▶ **Source**:
......
Dr Wikina told The Tide in an interview in Port Harcourt
recently that whether operatorship right was being handed to Nigerian Petroleum
Development company (NPDC) or any independent or indigenous oil company respect
should be accorded to the Nigerian content law.

According to him, “We have passed the stage where an
operating company, be it indigenous or international can be imposed on a
community without proper engagement and due consultations”.

He enjoined government to fund the growth and development of
indigenous companies to enable them acquire needed skills and operational
capabilities to become players in the risk-prone upstream sector.

Meanwhile in defence of the operatorship of shell’s divested
blocks granted NPDC, an operating arm of Nigerian National Petroleum
Corporation (NNPC), the group managing director of NNPC, Mr Andrew Yakubu  said NPDC deserves it as the performance of
indigenous companies in the nation’s upstream sector has not been very
encouraging.

Yakubu said the combined capacity of the 26 Marginal Field
Operators (MFOs) were less than 10 per cent of the nation’s crude oil
production capacity.

“I have  always said
each time I had the opportunity of doing so that when we look at our
participation in the upstream, indigenous participants have performed very
poorly because we hardly have up to 10 per cent of total production in the
upstream”, he pointed out.

He argued that government’s action in respect of the operatorship
was fair as NPDC had the best capacity and capability among the new partners to
operate the blocks in which the NNPC retains 55 per cent working interest.
......
▶ **Tasks to perform**:
A: In the article on the operatorship of Shell's divested blocks, what working interest does NNPC retain in those blocks?
B: Reproduce the oil operatorship article between "Dr Wikina told" and "risk-prone upstream sector.", inclusive, renaming "indigenous" to "local".

▶ **Data**:
......
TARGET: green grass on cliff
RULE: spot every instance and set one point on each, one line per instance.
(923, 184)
......
▶ **The solutions**:
A: 55 percent

B:
Dr Wikina told The Tide in an interview in Port Harcourt
recently that whether operatorship right was being handed to Nigerian Petroleum
Development company (NPDC) or any independent or local oil company respect
should be accorded to the Nigerian content law.

According to him, “We have passed the stage where an
operating company, be it local or international can be imposed on a
community without proper engagement and due consultations”.

He enjoined government to fund the growth and development of
local companies to enable them acquire needed skills and operational
capabilities to become players in the risk-prone upstream sector.